Exactly the lines from the one containing "TARGET: black mouse ear" through the final line of the listing are to be retyped, and nothing more.

** START OF Supplied information **

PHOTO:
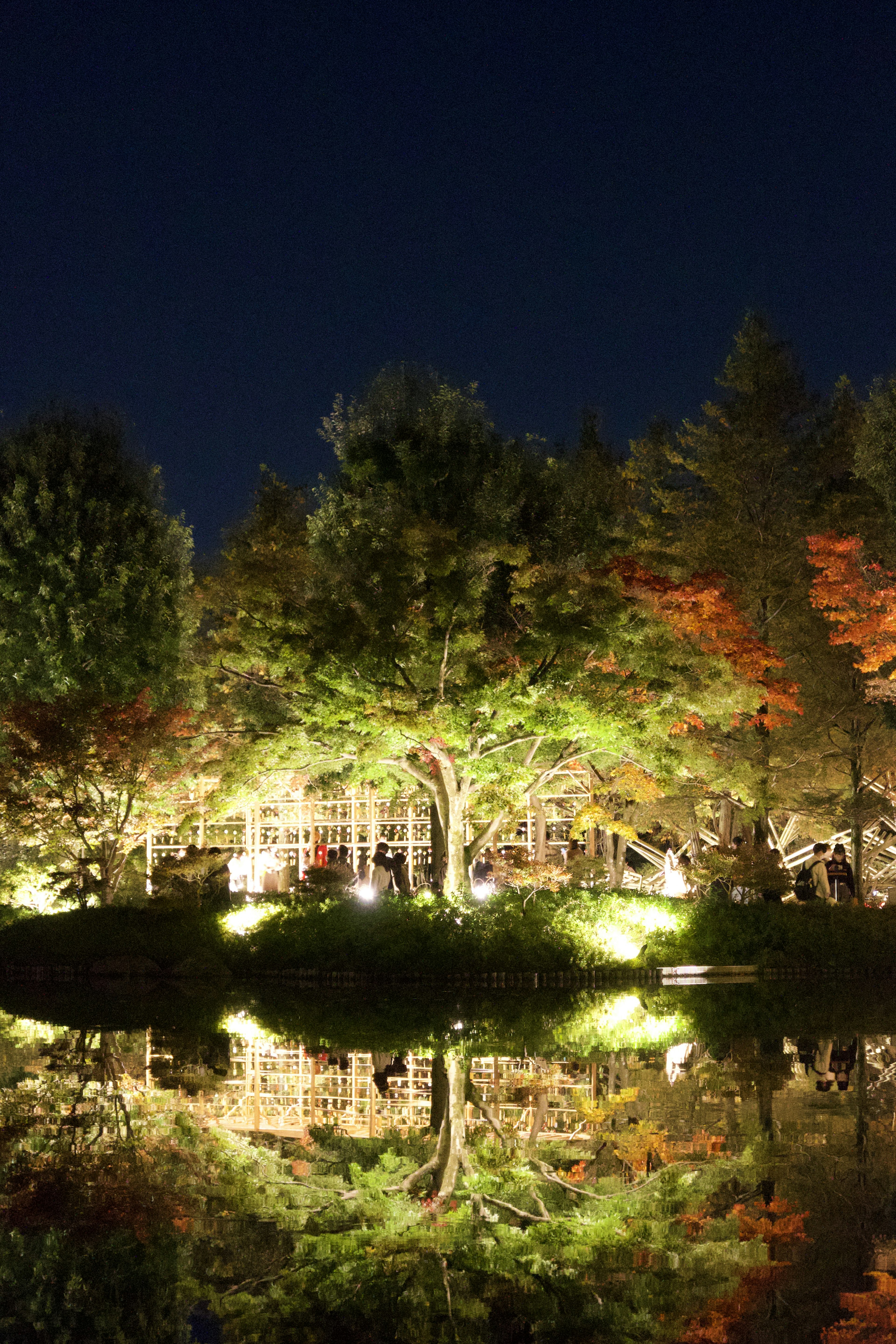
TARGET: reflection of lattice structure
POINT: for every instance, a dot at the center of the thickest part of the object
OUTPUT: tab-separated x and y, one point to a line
360	819
288	1089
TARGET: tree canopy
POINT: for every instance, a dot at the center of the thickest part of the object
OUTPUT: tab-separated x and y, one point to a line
93	574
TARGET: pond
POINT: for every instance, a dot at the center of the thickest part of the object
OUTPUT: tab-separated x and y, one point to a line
708	1163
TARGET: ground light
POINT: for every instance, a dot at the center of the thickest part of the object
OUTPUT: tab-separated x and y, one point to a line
241	921
244	1026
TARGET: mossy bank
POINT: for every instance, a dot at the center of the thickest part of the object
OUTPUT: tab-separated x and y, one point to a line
512	932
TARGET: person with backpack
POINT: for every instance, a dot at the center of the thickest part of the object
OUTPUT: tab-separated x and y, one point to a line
840	877
812	881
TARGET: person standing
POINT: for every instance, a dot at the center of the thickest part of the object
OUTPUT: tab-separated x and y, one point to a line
840	877
343	865
399	874
816	881
381	874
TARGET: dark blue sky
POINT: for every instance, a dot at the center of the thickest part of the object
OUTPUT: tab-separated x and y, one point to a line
217	216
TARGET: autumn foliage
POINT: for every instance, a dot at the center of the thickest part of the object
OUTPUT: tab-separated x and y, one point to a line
858	595
702	613
874	1320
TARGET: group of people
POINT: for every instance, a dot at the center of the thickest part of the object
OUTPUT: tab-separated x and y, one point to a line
824	877
827	878
385	873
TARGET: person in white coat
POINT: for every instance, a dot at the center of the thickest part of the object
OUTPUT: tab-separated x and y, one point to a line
381	874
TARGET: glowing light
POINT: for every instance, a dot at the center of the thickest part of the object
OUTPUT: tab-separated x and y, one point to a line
621	1010
620	944
241	921
244	1026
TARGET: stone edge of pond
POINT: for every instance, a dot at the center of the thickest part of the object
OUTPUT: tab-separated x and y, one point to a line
142	971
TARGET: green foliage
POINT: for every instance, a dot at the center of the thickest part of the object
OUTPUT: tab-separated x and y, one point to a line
93	576
512	931
83	937
60	1288
809	935
198	881
320	885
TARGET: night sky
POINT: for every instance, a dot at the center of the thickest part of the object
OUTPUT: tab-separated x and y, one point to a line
218	216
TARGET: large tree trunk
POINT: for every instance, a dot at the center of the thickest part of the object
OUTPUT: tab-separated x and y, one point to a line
437	842
112	863
451	1155
856	838
614	853
456	875
541	829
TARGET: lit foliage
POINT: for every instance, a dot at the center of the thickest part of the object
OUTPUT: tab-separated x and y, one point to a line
620	788
874	1315
858	595
753	870
32	886
81	777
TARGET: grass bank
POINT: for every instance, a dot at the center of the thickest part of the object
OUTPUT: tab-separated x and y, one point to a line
519	932
813	936
92	939
511	932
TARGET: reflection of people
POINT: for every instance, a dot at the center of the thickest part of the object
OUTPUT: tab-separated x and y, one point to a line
205	1326
828	1062
843	1061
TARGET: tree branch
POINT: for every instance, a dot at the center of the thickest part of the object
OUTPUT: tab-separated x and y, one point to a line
416	772
520	1213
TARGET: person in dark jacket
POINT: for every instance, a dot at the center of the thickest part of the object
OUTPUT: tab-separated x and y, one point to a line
401	879
840	877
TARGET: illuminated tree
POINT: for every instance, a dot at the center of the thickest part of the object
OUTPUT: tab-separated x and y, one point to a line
84	779
452	613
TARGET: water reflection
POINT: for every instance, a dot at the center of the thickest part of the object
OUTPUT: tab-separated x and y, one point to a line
696	1166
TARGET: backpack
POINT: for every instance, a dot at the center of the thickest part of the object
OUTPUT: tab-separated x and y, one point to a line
804	886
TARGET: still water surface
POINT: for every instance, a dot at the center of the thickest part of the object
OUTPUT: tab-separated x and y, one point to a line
703	1165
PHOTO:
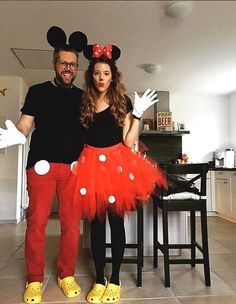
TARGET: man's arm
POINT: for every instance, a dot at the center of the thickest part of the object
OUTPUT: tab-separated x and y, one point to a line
25	123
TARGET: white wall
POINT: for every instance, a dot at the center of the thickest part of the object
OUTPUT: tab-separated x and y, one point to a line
207	119
232	120
9	109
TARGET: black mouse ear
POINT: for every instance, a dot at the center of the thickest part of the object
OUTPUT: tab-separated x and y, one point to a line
78	41
56	37
88	52
116	52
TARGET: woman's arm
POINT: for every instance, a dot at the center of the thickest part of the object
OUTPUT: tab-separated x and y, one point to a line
130	130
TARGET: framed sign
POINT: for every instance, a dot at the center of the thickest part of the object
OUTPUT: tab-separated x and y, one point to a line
181	126
164	120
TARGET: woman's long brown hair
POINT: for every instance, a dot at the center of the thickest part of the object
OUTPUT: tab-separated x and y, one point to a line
115	94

** END OF Supplied information **

Correct answer -
TARGET: black mouse ear
POINT: for every instance, a dot at the center of the thickest part of the object
OUTPUT: tab-separated x and y, one point to a line
78	41
56	37
88	52
116	52
TARGET: woman's arm
POINT: for every instance, a dot at the center of the thickest part of the object
OUTPUT: tab-separated x and y, one point to a line
130	130
TARGET: framed sign
POINT: for every instance, a dot at the center of the thickest part of the object
OUTPUT: tab-separated x and y, one point to a line
181	126
164	120
TARGET: woman's long brown hair
POINT: for every instance, a dot at the center of the thickest part of the object
OUTPUT: tab-separated x and y, one point to a line
115	94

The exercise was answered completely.